▶ _RECORDS FOR PROCESSING_:
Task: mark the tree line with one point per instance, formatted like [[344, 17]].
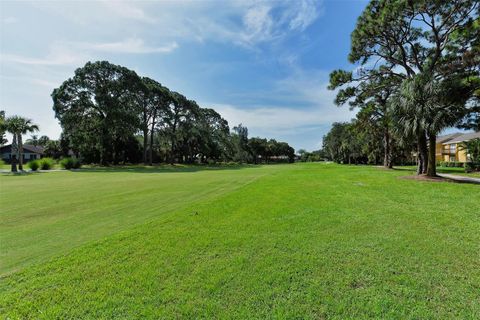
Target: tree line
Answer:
[[418, 72], [111, 115]]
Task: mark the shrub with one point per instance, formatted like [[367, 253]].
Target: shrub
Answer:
[[34, 165], [70, 163], [472, 166], [46, 163]]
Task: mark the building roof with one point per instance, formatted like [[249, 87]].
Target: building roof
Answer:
[[26, 147], [448, 137], [465, 137]]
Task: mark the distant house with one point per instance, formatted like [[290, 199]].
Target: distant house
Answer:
[[30, 152], [448, 146]]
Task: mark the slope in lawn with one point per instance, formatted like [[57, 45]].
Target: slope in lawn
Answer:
[[45, 214], [305, 241]]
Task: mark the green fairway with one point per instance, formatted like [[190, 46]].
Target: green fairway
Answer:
[[281, 241]]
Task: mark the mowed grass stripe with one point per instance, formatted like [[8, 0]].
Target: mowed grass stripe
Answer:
[[304, 241], [49, 213]]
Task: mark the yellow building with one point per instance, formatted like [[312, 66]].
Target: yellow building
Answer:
[[448, 147]]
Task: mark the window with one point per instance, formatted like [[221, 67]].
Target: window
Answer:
[[453, 147]]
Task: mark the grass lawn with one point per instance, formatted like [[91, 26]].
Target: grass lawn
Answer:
[[281, 241]]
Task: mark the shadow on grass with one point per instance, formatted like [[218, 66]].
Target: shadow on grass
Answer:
[[451, 170], [164, 168]]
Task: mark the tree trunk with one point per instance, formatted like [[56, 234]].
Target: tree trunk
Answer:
[[14, 152], [422, 150], [145, 145], [150, 158], [387, 159], [20, 152], [432, 165]]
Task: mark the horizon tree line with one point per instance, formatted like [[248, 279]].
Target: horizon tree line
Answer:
[[111, 115], [418, 73]]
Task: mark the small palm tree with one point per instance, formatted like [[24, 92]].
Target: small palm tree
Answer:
[[19, 126], [473, 149], [33, 140]]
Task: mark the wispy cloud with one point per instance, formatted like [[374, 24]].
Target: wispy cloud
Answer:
[[128, 10], [73, 53], [58, 55], [281, 120], [131, 45], [9, 20]]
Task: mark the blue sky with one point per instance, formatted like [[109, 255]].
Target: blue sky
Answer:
[[261, 63]]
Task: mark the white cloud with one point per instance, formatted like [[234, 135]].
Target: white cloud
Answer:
[[9, 20], [131, 45], [128, 10], [280, 119], [75, 53], [58, 55]]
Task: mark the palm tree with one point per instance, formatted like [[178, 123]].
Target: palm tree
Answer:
[[19, 126], [424, 108], [33, 140]]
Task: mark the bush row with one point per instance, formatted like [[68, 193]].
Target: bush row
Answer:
[[449, 164], [70, 163], [48, 163], [472, 166]]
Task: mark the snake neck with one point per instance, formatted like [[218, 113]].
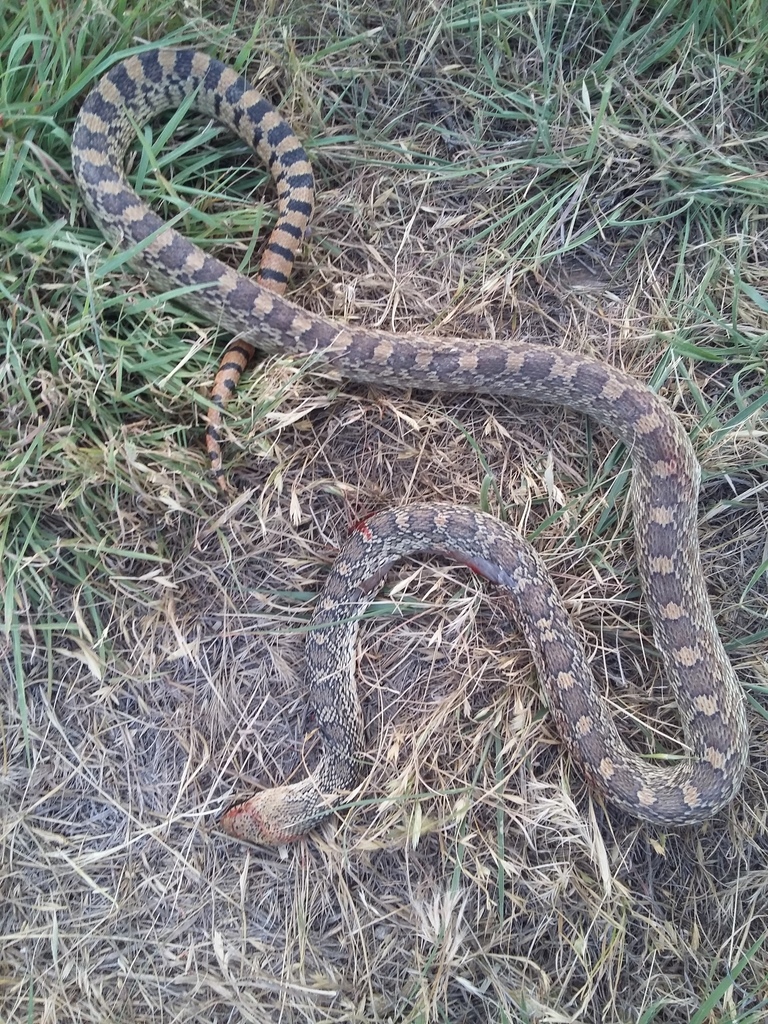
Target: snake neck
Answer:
[[287, 813]]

▶ _YOUR INSTRUCTIONS_: Taking the material above one line at a time, count the lines that include "neck" as a word or string, and give only that number.

▶ _OUTPUT_: 2